• **COMPITO RICHIESTO 1**: Stabilisci se le affermazioni (a), (b) e (c) concordano con il testo sul telescopio Spitzer. Per ciascuna rispondi sì o no e cita alla lettera le parole decisive del testo. (a) Lo Spitzer è stato lanciato nel 2003. (b) Lo Spitzer è stato costruito per osservare l'intero spettro luminoso. (c) Il Compton era destinato all'osservazione dei raggi X.

• **ESTRATTO DELLA PAGINA**:
Nell’impresa ci aiuta, con questo suo incredibile video, l’astronomo canadese daveachuk, che negli ultimi anni deve aver avuto l’occasione di lavorare in prima persona, oppure semplicemente assistere i colleghi dotati di prezioso tempo prenotato a loro nome, nell’attività di gestire un altro grande e più moderno telescopio orbitale, il potente Spitzer ST. Dedicato al fisico teorico statunitense Lyman Spitzer e costruito, a differenza del ben più celebre Hubble, per osservare soltanto una sezione dello spettro luminoso ed in particolare quella degli infrarossi, normalmente non visibili dall’occhio umano. Lanciato nel 2003, come ultimo fondamentale pilastro del programma dallo scienziato della NASA Charles Pellerin, che aveva teorizzato 9 anni prima l’esigenza di far lavorare assieme quattro Grandi Osservatori, ovvero oltre ai due citati (rispettivamente per la luce visibile e gli infrarossi) il Compton (1991 – raggi gamma) e quello che sarebbe diventato il Chandra (1999 – raggi X), allo scopo di comporre immagini che potessero dirsi realmente complete di determinate zone o fenomeni distanti. Ma che forse non immaginava, ben prima della fioritura degli strumenti digitali ed informatici dei nostri tempi, il modo in cui qualcuno avrebbe sfruttato simili ricerche per comporre un’espressione significativa d’arte visuale.

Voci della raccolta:
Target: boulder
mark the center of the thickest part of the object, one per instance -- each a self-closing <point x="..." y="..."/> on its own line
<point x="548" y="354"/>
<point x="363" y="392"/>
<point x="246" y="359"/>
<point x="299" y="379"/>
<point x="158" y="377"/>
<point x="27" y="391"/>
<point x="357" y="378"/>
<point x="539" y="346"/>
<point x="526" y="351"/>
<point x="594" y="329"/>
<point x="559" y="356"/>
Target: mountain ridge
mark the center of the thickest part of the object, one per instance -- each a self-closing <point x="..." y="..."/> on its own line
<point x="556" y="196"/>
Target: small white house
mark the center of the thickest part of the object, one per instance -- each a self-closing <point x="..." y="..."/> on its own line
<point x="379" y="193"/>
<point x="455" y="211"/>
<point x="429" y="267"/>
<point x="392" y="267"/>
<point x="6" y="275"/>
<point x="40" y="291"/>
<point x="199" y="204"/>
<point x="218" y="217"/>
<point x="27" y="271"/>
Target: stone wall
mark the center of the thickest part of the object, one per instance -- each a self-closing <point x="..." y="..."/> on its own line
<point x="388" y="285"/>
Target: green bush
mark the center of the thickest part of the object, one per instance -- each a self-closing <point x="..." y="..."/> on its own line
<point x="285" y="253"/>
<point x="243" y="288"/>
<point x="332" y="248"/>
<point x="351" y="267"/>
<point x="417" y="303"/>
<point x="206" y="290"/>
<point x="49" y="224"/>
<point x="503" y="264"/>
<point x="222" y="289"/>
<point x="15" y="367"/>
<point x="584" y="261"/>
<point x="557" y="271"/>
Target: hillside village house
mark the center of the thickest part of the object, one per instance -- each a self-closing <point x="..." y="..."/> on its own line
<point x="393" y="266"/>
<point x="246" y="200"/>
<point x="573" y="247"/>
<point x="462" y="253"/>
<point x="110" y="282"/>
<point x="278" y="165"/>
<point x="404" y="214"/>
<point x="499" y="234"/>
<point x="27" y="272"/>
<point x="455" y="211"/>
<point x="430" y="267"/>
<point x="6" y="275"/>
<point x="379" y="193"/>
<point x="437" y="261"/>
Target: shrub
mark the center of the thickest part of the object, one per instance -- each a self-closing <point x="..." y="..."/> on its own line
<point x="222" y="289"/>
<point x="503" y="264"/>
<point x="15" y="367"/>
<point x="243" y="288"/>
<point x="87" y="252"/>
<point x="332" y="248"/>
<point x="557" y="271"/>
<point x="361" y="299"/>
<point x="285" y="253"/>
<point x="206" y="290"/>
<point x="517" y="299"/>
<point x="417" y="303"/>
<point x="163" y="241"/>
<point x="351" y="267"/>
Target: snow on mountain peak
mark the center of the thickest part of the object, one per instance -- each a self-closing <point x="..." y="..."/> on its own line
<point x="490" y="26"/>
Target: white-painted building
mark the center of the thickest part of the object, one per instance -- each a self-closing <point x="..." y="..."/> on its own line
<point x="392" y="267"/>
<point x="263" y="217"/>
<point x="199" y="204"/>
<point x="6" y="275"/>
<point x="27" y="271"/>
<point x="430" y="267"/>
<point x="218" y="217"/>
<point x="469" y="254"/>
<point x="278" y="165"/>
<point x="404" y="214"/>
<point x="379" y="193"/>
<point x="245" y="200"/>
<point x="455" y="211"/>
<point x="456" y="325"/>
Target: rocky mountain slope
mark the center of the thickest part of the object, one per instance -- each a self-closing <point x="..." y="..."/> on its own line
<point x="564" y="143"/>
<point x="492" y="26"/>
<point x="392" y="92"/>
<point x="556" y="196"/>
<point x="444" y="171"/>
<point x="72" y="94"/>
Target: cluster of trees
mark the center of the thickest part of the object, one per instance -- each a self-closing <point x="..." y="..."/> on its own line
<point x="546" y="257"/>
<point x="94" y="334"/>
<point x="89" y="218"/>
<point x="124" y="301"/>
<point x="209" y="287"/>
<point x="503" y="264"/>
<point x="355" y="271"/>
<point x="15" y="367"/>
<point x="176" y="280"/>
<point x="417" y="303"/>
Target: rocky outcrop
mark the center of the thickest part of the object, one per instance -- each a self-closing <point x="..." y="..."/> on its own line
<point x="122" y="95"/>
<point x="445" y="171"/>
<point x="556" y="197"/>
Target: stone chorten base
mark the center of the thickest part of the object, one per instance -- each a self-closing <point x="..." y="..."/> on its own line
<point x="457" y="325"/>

• **COMPITO RICHIESTO 2**: Formatta come lista JSON di stringhe le righe delle voci, dalla riga che contiene "Target: rocky outcrop" fino alla fine delle voci, estremi compresi. Usa una stringa per ogni riga e tralascia le righe vuote.

• **RISPOSTA SCRITTA 1**:
(a) Sì: «Lanciato nel 2003».
(b) No: «per osservare soltanto una sezione dello spettro luminoso ed in particolare quella degli infrarossi».
(c) No: «il Compton (1991 – raggi gamma)».

• **RISPOSTA SCRITTA 2**:
[
  "Target: rocky outcrop",
  "mark the center of the thickest part of the object, one per instance -- each a self-closing <point x=\"...\" y=\"...\"/> on its own line",
  "<point x=\"122\" y=\"95\"/>",
  "<point x=\"445\" y=\"171\"/>",
  "<point x=\"556\" y=\"197\"/>",
  "Target: stone chorten base",
  "mark the center of the thickest part of the object, one per instance -- each a self-closing <point x=\"...\" y=\"...\"/> on its own line",
  "<point x=\"457\" y=\"325\"/>"
]